(Referring expression pointing data)
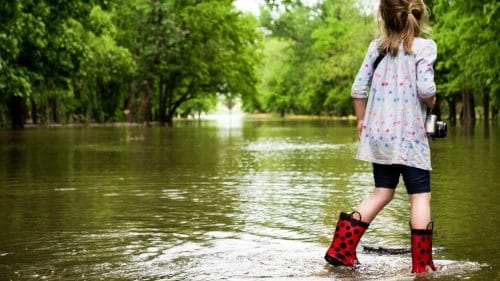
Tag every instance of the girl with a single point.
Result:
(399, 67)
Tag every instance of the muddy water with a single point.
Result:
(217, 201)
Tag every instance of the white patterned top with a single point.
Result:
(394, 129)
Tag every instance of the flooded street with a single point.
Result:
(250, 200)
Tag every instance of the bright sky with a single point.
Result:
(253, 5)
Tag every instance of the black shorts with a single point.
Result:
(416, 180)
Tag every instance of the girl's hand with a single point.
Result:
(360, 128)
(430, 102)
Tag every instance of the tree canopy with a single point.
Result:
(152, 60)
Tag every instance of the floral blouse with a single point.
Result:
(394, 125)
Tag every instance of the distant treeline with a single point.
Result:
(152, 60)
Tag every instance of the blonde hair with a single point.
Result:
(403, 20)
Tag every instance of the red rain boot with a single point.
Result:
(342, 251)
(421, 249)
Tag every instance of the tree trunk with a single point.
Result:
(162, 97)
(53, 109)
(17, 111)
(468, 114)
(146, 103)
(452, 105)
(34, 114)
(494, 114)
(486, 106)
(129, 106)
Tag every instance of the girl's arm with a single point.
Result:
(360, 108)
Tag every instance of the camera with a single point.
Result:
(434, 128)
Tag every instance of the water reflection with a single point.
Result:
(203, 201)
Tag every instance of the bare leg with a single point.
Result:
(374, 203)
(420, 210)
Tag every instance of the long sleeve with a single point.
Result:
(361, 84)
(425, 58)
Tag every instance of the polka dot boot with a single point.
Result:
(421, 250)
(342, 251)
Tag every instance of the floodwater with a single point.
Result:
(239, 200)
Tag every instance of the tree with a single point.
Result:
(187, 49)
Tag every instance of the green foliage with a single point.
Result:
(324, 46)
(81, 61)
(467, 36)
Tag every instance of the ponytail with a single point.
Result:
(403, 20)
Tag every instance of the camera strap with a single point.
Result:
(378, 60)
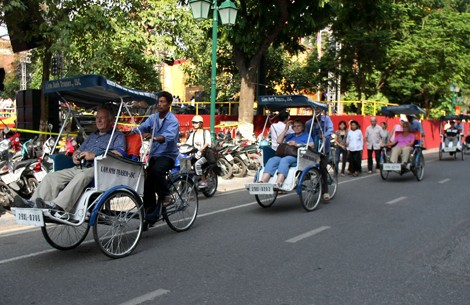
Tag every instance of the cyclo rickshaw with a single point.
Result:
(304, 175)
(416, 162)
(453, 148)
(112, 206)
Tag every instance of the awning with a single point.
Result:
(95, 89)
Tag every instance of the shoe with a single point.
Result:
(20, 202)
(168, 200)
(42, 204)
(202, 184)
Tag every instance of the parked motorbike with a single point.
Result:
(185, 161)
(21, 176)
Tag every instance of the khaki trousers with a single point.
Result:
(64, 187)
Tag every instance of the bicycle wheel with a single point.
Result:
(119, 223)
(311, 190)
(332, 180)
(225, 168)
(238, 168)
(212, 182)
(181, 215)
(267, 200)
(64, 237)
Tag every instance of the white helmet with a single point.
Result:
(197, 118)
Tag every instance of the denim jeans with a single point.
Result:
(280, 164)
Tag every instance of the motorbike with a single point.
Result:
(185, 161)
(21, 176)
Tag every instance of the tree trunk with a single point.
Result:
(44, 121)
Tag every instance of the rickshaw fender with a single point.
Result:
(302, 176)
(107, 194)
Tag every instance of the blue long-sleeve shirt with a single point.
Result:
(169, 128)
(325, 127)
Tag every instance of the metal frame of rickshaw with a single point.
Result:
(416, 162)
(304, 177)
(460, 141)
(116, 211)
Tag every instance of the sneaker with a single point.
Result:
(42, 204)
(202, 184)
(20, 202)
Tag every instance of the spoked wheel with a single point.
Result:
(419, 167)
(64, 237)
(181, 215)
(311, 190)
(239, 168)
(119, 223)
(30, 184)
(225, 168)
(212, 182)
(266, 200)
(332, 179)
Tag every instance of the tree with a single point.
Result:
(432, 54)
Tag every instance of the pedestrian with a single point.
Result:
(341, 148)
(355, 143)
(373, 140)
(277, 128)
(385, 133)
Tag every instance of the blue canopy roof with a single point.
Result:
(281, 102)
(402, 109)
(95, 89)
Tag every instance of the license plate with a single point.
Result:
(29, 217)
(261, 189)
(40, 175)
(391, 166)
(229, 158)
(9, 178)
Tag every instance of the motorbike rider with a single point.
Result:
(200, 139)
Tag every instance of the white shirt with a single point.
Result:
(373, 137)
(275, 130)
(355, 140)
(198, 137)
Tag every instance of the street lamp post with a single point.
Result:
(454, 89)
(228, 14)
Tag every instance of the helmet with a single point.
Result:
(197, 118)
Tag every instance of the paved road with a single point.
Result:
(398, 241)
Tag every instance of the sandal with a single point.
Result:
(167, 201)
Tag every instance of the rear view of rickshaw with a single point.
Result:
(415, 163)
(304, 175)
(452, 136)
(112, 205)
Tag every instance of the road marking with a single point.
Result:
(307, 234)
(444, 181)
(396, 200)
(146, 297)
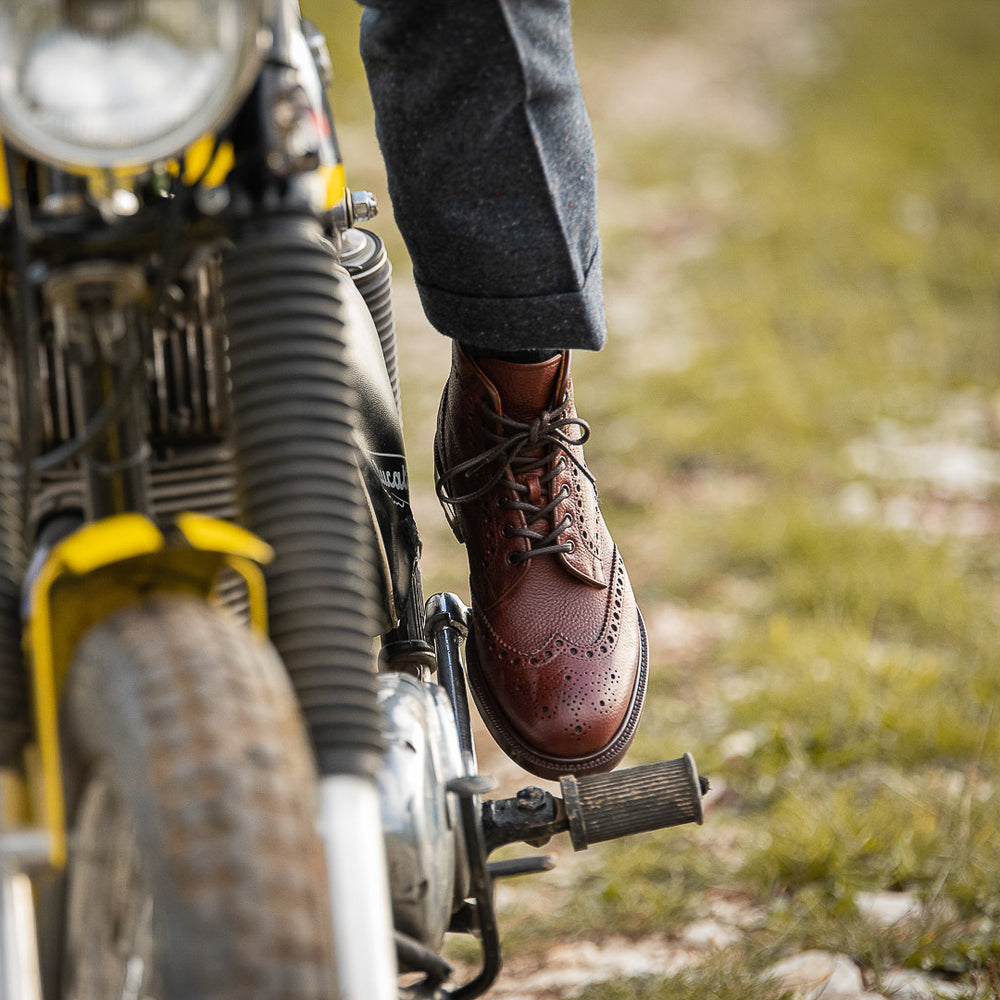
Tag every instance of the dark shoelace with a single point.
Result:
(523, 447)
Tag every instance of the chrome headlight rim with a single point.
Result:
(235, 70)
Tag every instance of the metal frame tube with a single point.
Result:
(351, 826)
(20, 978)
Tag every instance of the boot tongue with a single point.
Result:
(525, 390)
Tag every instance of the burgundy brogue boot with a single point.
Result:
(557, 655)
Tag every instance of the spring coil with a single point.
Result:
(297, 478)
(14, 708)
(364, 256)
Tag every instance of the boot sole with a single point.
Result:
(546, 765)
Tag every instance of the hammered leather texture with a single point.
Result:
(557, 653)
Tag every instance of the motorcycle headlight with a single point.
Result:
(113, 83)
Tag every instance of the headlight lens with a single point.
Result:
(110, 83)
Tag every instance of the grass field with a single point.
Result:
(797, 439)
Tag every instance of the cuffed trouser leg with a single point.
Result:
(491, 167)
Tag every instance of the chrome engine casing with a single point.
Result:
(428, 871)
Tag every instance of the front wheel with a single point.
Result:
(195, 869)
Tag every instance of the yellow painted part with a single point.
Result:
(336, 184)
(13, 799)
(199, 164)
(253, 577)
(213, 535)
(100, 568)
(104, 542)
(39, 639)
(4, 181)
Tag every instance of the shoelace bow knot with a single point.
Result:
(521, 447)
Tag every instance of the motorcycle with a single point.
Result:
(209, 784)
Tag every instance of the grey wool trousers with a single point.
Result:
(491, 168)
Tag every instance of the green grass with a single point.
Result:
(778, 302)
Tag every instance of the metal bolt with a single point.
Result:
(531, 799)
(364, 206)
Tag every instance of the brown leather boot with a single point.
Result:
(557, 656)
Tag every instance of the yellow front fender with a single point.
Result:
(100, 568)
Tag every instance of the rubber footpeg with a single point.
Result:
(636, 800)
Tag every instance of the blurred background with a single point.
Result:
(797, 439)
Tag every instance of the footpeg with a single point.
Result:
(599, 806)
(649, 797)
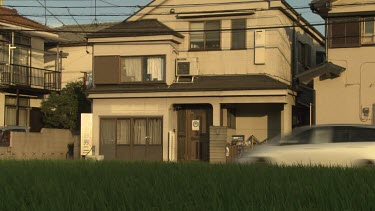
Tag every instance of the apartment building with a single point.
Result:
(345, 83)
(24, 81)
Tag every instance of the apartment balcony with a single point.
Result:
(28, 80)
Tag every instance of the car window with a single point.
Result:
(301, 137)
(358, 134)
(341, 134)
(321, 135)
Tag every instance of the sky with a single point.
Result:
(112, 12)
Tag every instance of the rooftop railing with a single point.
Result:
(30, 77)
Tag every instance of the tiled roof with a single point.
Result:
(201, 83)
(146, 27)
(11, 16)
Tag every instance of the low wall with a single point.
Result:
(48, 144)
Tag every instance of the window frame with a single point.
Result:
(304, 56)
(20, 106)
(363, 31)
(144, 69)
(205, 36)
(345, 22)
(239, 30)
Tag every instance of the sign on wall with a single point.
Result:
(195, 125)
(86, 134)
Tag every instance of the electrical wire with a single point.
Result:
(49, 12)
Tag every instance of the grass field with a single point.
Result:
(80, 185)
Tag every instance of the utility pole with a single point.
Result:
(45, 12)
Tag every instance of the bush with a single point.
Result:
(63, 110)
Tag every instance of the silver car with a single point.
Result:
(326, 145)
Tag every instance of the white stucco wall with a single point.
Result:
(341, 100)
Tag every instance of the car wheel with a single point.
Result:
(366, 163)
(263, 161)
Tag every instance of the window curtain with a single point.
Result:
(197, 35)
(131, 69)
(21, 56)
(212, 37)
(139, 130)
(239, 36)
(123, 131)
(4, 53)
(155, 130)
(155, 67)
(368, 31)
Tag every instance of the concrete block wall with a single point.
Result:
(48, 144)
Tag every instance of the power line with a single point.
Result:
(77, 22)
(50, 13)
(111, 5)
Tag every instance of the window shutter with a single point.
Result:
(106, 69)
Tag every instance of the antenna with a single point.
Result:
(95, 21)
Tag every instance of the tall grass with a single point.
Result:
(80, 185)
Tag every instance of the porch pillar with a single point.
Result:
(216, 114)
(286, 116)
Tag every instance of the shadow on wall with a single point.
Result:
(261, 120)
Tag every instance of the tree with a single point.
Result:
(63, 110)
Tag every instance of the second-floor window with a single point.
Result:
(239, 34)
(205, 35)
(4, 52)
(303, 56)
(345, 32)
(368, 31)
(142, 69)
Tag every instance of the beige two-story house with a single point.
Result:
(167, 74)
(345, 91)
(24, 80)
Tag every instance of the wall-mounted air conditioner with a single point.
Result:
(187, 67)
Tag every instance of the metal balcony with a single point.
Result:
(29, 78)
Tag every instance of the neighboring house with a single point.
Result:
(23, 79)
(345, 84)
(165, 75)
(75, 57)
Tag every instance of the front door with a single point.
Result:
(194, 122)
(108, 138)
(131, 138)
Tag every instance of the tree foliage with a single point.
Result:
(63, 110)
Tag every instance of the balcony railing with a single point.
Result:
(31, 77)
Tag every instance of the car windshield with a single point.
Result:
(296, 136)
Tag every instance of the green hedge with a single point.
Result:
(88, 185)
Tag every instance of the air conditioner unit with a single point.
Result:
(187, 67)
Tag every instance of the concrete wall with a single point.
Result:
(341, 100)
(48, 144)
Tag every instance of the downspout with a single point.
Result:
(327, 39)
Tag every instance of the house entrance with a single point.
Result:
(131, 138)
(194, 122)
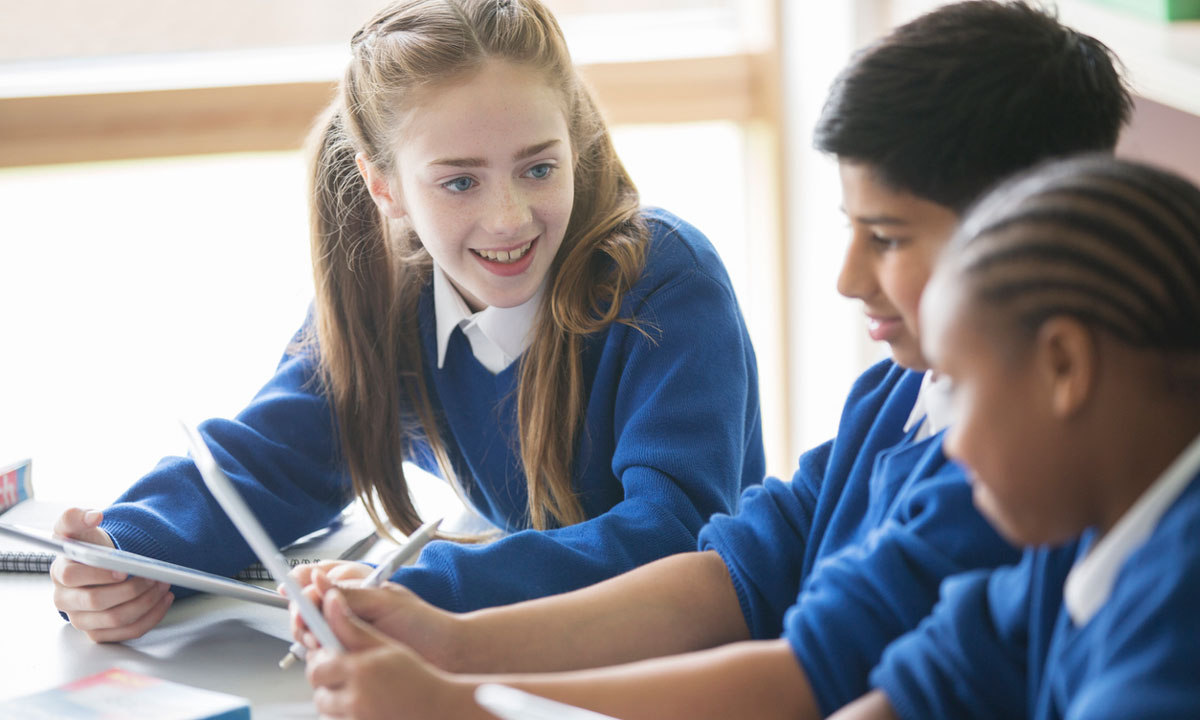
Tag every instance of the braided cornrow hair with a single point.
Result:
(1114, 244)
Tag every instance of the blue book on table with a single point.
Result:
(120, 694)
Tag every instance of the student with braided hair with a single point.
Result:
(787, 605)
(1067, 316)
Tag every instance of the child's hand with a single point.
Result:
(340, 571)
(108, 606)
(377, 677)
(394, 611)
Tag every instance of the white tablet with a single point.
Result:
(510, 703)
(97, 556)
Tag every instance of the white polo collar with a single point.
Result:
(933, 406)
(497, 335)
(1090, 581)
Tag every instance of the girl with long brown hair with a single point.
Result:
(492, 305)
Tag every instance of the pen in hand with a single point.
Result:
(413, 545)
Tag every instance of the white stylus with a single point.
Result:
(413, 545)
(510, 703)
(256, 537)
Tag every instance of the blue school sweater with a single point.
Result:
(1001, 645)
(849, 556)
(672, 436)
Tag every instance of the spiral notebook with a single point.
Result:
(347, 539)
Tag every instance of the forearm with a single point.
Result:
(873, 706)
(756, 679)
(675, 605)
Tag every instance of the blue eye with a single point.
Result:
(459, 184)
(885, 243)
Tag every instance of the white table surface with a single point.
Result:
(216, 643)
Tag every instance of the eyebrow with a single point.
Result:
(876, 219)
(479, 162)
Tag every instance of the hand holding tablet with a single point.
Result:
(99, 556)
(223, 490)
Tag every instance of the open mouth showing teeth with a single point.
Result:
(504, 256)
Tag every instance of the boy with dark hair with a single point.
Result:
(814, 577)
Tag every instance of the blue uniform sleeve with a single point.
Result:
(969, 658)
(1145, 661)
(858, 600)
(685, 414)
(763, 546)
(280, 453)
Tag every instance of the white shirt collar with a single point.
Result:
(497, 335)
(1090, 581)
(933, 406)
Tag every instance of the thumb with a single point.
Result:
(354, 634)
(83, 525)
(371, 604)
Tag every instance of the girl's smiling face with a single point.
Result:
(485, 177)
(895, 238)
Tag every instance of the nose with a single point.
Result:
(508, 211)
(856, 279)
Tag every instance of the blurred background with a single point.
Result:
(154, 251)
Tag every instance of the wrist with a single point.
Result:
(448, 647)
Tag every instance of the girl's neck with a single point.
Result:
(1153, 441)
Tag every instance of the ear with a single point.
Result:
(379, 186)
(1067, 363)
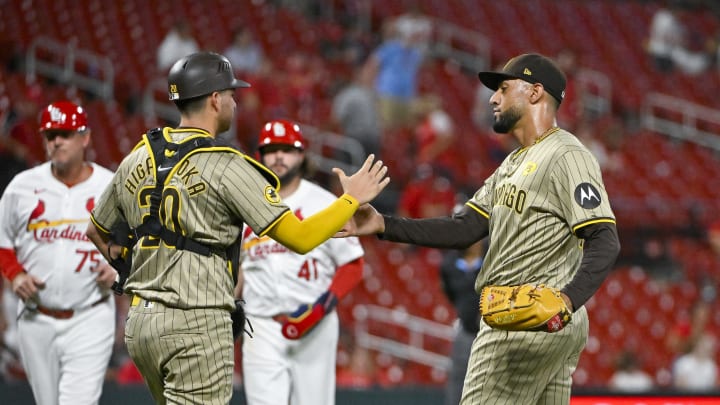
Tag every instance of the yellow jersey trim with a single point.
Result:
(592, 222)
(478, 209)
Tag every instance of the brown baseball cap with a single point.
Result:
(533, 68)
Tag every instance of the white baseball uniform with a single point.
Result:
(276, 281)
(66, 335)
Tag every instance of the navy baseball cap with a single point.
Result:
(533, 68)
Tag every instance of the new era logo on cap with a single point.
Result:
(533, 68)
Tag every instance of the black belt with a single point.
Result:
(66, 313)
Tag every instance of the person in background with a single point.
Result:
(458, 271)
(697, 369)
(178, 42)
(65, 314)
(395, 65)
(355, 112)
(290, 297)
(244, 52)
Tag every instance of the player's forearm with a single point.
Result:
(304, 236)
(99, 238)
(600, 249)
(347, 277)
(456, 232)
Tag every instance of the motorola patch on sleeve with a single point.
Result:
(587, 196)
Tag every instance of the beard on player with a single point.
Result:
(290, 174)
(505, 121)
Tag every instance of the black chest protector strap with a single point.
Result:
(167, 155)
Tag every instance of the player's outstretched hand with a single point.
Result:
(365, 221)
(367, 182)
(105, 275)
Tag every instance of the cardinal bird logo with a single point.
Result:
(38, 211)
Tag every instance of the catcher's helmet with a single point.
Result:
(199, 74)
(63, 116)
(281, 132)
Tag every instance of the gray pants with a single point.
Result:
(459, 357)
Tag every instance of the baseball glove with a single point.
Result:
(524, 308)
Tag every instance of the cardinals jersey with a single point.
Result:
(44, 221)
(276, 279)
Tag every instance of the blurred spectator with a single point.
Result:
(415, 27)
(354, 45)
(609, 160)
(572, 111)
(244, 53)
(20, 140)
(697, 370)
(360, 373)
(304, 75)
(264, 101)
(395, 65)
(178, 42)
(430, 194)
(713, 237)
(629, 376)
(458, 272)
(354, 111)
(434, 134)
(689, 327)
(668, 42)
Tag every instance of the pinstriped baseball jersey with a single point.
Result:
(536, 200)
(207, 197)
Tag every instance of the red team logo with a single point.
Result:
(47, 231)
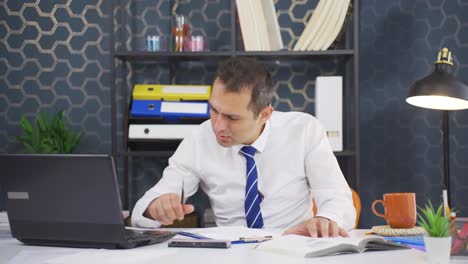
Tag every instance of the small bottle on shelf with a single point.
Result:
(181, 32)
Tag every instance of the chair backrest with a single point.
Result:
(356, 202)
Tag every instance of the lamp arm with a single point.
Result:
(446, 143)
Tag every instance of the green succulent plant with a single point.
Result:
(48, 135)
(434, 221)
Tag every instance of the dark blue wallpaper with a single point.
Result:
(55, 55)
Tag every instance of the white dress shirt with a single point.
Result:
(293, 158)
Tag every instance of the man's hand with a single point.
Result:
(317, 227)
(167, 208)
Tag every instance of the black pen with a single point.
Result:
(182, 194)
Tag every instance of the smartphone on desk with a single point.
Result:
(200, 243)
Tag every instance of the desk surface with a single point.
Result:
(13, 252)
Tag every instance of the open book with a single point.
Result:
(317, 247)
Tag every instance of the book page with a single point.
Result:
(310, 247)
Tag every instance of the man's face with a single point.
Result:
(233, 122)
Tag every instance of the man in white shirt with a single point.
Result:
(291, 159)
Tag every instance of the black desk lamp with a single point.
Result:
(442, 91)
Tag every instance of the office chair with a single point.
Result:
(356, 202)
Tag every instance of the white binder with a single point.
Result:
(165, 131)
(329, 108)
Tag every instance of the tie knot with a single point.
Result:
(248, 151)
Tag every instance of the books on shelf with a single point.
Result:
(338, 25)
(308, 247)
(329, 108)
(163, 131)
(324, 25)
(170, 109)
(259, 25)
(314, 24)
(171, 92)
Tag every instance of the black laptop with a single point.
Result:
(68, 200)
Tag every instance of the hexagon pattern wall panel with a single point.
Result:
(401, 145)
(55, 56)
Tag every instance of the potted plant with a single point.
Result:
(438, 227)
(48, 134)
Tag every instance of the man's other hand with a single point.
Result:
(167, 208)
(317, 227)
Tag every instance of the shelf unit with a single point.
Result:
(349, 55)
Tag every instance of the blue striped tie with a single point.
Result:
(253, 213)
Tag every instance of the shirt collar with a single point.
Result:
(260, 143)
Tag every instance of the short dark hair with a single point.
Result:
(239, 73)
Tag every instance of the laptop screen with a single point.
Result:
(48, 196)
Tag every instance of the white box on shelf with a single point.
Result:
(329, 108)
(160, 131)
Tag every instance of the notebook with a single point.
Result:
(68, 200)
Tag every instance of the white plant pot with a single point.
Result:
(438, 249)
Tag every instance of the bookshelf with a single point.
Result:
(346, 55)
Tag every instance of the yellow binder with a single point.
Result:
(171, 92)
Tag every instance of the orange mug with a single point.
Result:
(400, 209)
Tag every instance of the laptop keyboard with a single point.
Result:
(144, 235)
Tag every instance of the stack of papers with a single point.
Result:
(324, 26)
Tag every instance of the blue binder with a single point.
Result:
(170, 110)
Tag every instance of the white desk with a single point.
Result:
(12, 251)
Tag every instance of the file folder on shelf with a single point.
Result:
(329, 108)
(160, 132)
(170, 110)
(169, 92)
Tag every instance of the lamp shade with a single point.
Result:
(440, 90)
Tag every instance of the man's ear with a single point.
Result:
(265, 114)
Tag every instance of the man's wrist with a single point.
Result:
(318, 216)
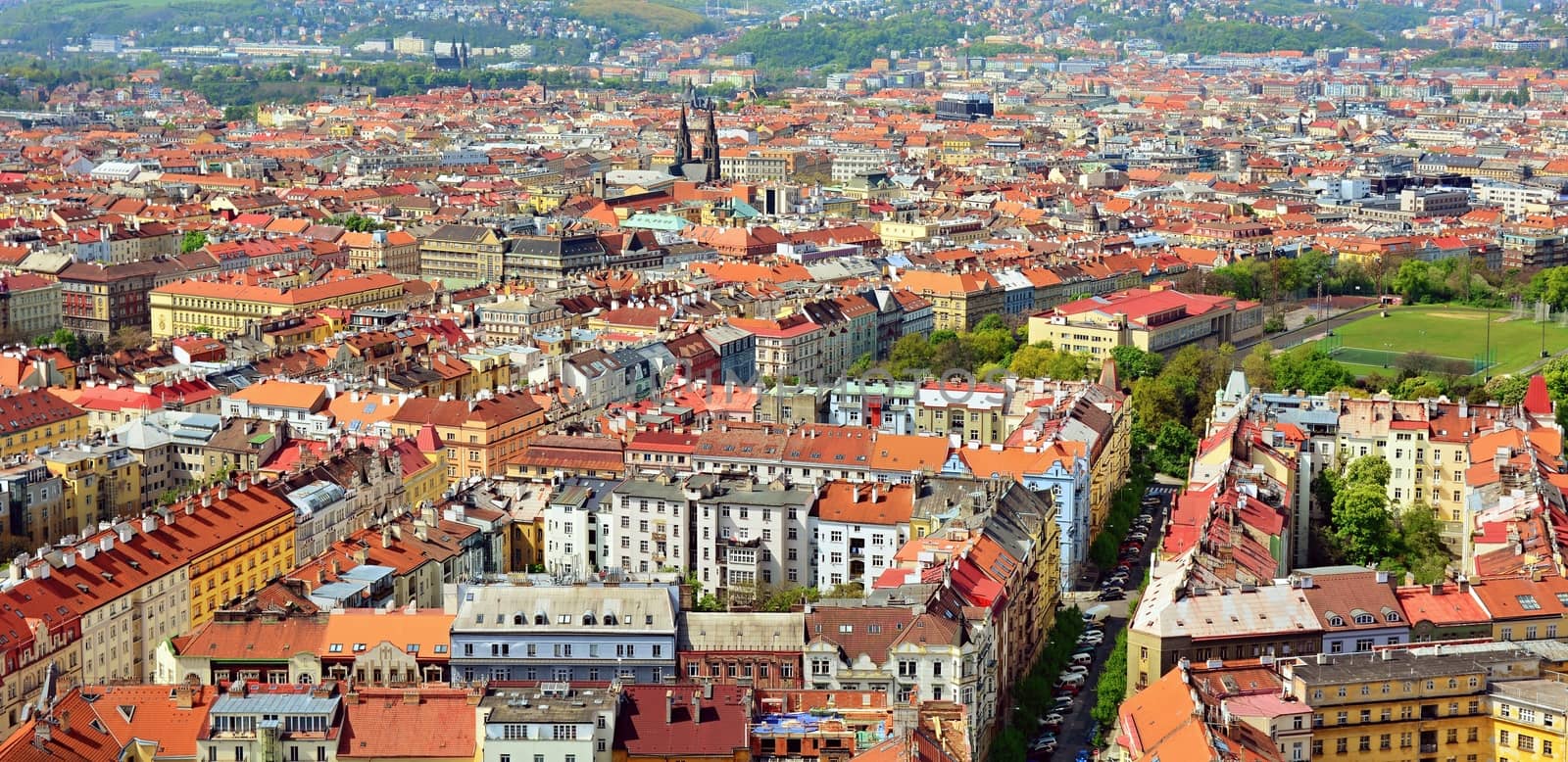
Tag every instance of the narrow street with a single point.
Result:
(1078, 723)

**Activity:** The lines to return are those in the entries above that include "motorbike".

**Solved exercise:**
Tag every instance of the parked motorbike with a single point.
Tag every instance of the motorbike with a single point.
Tag every instance of the motorbike rider with a single point.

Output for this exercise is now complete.